• _Given request_
Recast the records from the line containing "shell logo sign." through the line containing "(539, 205), (574, 240)", both included, as a Markdown table with the columns No. and Text. Give each line its own numbered row and omit blank lines.

======== Data supplied ========

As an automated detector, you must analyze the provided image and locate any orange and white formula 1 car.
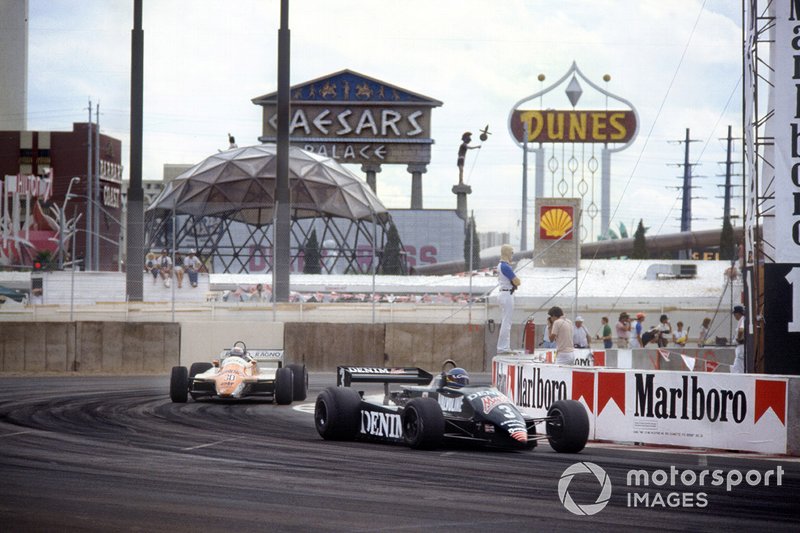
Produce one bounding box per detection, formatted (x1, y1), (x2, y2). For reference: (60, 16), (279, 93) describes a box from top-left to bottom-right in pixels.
(169, 341), (308, 405)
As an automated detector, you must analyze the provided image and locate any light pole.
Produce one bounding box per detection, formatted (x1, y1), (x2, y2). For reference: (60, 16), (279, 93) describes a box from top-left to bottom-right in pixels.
(64, 192), (122, 271)
(58, 176), (81, 270)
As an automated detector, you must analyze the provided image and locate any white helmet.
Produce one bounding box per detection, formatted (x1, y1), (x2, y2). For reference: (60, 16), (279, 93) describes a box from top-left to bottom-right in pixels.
(228, 346), (244, 357)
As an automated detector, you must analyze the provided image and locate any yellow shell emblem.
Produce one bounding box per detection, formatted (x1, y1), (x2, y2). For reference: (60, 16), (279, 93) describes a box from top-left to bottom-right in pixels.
(540, 209), (572, 239)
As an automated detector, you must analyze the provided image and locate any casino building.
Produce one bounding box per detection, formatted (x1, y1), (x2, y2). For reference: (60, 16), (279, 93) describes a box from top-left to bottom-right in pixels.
(0, 122), (122, 270)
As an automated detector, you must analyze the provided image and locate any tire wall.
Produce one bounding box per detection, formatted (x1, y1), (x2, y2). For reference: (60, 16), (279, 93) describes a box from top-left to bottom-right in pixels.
(0, 322), (181, 373)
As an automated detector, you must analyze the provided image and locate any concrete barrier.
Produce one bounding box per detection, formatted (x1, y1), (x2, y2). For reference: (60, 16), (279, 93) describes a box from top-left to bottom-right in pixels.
(283, 322), (386, 371)
(0, 322), (75, 372)
(386, 324), (486, 372)
(180, 320), (286, 366)
(0, 322), (180, 372)
(284, 322), (487, 372)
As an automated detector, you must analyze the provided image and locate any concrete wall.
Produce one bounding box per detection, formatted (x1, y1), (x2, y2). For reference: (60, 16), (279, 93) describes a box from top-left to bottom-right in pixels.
(180, 320), (286, 366)
(284, 322), (486, 372)
(0, 322), (181, 373)
(283, 322), (386, 371)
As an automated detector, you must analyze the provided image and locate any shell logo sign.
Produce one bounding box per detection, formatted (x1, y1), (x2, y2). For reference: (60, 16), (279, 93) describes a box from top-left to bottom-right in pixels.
(539, 205), (574, 240)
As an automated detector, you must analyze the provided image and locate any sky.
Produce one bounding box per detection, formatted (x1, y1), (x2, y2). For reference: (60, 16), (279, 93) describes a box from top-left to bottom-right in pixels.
(21, 0), (742, 242)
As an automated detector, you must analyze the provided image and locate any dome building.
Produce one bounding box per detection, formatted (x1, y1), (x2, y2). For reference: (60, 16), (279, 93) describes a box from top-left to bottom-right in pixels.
(145, 144), (405, 274)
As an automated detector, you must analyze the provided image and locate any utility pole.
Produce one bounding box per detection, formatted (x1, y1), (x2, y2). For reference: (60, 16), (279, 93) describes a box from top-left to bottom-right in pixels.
(125, 0), (144, 302)
(674, 128), (699, 259)
(717, 126), (738, 266)
(717, 126), (741, 219)
(92, 102), (100, 270)
(83, 98), (94, 270)
(272, 0), (292, 302)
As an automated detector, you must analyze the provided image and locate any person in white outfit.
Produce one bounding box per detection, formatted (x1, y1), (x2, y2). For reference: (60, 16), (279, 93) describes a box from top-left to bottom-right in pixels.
(572, 315), (591, 348)
(731, 305), (745, 374)
(497, 244), (520, 353)
(547, 306), (575, 365)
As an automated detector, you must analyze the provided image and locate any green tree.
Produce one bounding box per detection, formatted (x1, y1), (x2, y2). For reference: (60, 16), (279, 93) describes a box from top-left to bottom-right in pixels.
(381, 222), (405, 275)
(303, 229), (322, 274)
(464, 217), (481, 270)
(719, 217), (736, 261)
(631, 219), (649, 259)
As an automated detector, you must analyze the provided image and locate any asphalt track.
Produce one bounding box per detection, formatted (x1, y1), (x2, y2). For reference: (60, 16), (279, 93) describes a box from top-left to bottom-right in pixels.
(0, 374), (800, 532)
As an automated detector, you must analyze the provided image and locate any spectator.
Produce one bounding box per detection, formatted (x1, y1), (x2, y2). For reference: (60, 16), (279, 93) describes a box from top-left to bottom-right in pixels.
(183, 249), (203, 287)
(600, 316), (614, 350)
(572, 315), (591, 349)
(158, 248), (172, 287)
(144, 252), (158, 284)
(542, 316), (556, 348)
(697, 317), (711, 347)
(731, 305), (746, 374)
(175, 252), (183, 289)
(630, 313), (647, 348)
(656, 315), (672, 348)
(672, 320), (689, 348)
(614, 311), (631, 349)
(641, 326), (661, 348)
(547, 306), (575, 365)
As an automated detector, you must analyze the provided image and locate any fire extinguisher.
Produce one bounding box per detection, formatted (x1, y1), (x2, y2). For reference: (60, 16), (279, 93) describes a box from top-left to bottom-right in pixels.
(523, 319), (536, 353)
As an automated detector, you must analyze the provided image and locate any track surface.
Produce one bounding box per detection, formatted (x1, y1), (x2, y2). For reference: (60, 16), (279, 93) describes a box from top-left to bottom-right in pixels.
(0, 374), (800, 532)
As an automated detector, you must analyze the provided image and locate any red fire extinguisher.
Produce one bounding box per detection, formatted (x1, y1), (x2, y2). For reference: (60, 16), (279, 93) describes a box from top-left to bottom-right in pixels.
(523, 319), (536, 353)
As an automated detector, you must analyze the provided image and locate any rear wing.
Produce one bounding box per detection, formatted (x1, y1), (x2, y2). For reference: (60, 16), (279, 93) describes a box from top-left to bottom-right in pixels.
(336, 366), (433, 387)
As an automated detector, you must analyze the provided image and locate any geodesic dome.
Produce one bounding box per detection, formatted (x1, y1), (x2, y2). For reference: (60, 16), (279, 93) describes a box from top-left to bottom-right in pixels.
(145, 144), (404, 273)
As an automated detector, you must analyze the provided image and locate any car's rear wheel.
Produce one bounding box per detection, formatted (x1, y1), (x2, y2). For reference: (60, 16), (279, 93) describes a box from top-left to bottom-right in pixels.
(169, 366), (189, 403)
(545, 400), (589, 453)
(314, 387), (361, 440)
(275, 366), (294, 405)
(189, 362), (214, 378)
(289, 363), (308, 402)
(403, 398), (444, 450)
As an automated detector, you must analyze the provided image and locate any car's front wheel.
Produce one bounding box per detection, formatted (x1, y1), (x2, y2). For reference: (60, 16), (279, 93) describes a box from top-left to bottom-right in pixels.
(189, 362), (214, 378)
(545, 400), (589, 453)
(314, 387), (361, 440)
(169, 366), (189, 403)
(275, 366), (294, 405)
(403, 398), (444, 450)
(289, 363), (308, 402)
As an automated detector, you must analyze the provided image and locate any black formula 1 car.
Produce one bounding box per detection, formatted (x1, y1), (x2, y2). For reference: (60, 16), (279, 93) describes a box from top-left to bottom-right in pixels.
(314, 360), (589, 453)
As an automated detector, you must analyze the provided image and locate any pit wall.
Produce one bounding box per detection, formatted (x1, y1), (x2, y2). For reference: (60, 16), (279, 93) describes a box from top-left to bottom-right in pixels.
(492, 356), (800, 455)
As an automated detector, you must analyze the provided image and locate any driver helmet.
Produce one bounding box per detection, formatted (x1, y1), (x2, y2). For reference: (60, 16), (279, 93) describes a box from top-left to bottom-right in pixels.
(228, 346), (244, 357)
(444, 367), (469, 387)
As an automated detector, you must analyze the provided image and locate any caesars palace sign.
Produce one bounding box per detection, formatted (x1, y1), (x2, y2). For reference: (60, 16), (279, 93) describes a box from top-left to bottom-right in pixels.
(253, 70), (442, 164)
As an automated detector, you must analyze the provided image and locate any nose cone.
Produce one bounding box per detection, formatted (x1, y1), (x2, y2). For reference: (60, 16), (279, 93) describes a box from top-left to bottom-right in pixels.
(217, 372), (243, 398)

========

• _Solution for this task_
| No. | Text |
|---|---|
| 1 | As an automated detector, you must analyze the provided image and locate any shell logo sign. |
| 2 | Produce one bounding box per detection, formatted (x1, y1), (x2, y2). For reference: (60, 16), (279, 93) describes a box from top-left to bottom-right in pixels. |
| 3 | (539, 205), (574, 240) |